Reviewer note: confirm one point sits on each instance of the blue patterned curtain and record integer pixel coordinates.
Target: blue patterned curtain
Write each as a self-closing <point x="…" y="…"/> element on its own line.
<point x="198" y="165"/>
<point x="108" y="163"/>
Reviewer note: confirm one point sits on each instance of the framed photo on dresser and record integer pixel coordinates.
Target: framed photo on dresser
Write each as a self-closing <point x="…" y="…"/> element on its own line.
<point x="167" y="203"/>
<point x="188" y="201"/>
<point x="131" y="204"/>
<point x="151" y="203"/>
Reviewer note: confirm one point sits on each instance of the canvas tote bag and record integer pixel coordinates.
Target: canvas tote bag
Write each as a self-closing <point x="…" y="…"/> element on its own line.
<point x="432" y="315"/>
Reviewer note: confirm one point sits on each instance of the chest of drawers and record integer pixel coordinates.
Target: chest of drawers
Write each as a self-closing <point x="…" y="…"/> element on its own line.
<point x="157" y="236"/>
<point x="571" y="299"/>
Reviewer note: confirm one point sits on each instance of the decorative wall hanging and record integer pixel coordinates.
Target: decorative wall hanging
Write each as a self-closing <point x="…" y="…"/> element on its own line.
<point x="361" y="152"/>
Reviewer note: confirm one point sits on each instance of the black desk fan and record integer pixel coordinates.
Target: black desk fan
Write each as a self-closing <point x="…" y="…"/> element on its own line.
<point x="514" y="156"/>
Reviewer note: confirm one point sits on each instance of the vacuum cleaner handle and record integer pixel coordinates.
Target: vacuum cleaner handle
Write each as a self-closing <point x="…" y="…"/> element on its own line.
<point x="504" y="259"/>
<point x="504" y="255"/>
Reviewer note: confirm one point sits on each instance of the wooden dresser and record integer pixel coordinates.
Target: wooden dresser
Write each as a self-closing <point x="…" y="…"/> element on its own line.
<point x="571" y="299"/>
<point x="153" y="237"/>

==*==

* **Exercise brief**: Would you print, exactly as written, every line above from the one holding "bag and record integer pixel coordinates." through the one holding "Target: vacuum cleaner handle", with both included and no other lines?

* **Solved exercise**:
Reviewer note: confirm one point sits on each instance of the canvas tote bag and record integer pixel coordinates.
Target: canvas tote bag
Write each as a self-closing <point x="…" y="…"/> element on its own line.
<point x="432" y="315"/>
Reviewer note: confirm one point sits on each instance of the chest of drawers and record integer pixel coordinates.
Target: chest of drawers
Write each as a self-closing <point x="…" y="…"/> element on its own line.
<point x="157" y="236"/>
<point x="571" y="299"/>
Reviewer note: confirm one point sits on each instance of the decorative wall hanging and record integer pixel coordinates.
Target: decorative wall hanging
Write each as a self-closing <point x="…" y="…"/> element on its own line.
<point x="361" y="152"/>
Reviewer note: confirm one point sits on each instance of the black desk fan and record integer pixel coordinates.
Target: black desk fan
Write each as a self-closing <point x="…" y="…"/> element on its own line.
<point x="514" y="156"/>
Reviewer note: confirm one point sits on each instance of the vacuum cleaner handle and record integer pixel coordinates.
Target: vacuum cleaner handle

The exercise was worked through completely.